■ **Supplied passage**
..............................

Section 17001 provides that “The board of supervisors of each county, or the agency authorized by county charter, shall adopt standards of aid and care for the indigent and dependent poor of the county or city and county.” (Italics added.)

This matter arose when real parties in interest, lawful residents of San Francisco and recipients of welfare benefits under the General Assistance Program of the City and County of San Francisco, sought by mandate to compel the City and County of San Francisco to adopt standards of aid and care for its indigent and dependent poor, contending that although required by section 17001 to do so, the city and county had failed to adopt such standards. Real parties also contended that the general assistance benefits provided by the City and- County of San Francisco are arbitrarily low and insufficient to enable them to obtain the means of life, and that section 17000 impliedly requires the city to provide benefits sufficient to meet their minimum needs.

..............................

■ **Supplied information**
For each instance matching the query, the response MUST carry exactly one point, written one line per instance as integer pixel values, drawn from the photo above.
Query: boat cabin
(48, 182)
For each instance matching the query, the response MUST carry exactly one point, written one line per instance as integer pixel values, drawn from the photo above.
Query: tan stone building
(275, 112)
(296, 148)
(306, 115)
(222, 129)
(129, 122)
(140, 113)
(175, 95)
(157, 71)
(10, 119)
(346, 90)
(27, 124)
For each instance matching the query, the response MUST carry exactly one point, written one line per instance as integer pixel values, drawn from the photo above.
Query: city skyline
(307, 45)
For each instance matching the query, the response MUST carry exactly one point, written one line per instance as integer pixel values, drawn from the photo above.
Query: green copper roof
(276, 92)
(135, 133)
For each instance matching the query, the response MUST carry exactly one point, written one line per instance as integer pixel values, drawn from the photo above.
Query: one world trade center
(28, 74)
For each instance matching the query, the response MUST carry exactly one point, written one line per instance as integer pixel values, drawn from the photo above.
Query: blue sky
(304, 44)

..............................

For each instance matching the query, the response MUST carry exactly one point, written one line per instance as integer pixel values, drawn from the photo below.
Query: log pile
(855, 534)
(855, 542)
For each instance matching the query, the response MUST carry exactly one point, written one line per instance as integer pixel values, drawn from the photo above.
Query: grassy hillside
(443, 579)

..............................

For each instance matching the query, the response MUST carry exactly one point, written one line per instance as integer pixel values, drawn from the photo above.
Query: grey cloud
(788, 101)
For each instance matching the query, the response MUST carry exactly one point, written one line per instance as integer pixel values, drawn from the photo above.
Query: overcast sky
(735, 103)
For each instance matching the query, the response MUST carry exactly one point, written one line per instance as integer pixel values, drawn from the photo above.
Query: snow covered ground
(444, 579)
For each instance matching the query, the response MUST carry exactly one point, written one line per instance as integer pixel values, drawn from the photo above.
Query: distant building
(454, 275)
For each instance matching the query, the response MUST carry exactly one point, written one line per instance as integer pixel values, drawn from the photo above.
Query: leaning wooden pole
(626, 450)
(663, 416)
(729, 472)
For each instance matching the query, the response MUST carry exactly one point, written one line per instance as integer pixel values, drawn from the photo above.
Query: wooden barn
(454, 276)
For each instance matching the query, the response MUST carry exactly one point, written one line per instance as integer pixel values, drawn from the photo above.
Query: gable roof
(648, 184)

..............................

■ **Exercise aim**
Rewrite the county aid standards text between "This matter arose" and "their minimum needs.", inclusive, putting "legal residents" in place of "lawful residents". Please rely only on the county aid standards text, not on the entries.

■ **Written response**
This matter arose when real parties in interest, legal residents of San Francisco and recipients of welfare benefits under the General Assistance Program of the City and County of San Francisco, sought by mandate to compel the City and County of San Francisco to adopt standards of aid and care for its indigent and dependent poor, contending that although required by section 17001 to do so, the city and county had failed to adopt such standards. Real parties also contended that the general assistance benefits provided by the City and- County of San Francisco are arbitrarily low and insufficient to enable them to obtain the means of life, and that section 17000 impliedly requires the city to provide benefits sufficient to meet their minimum needs.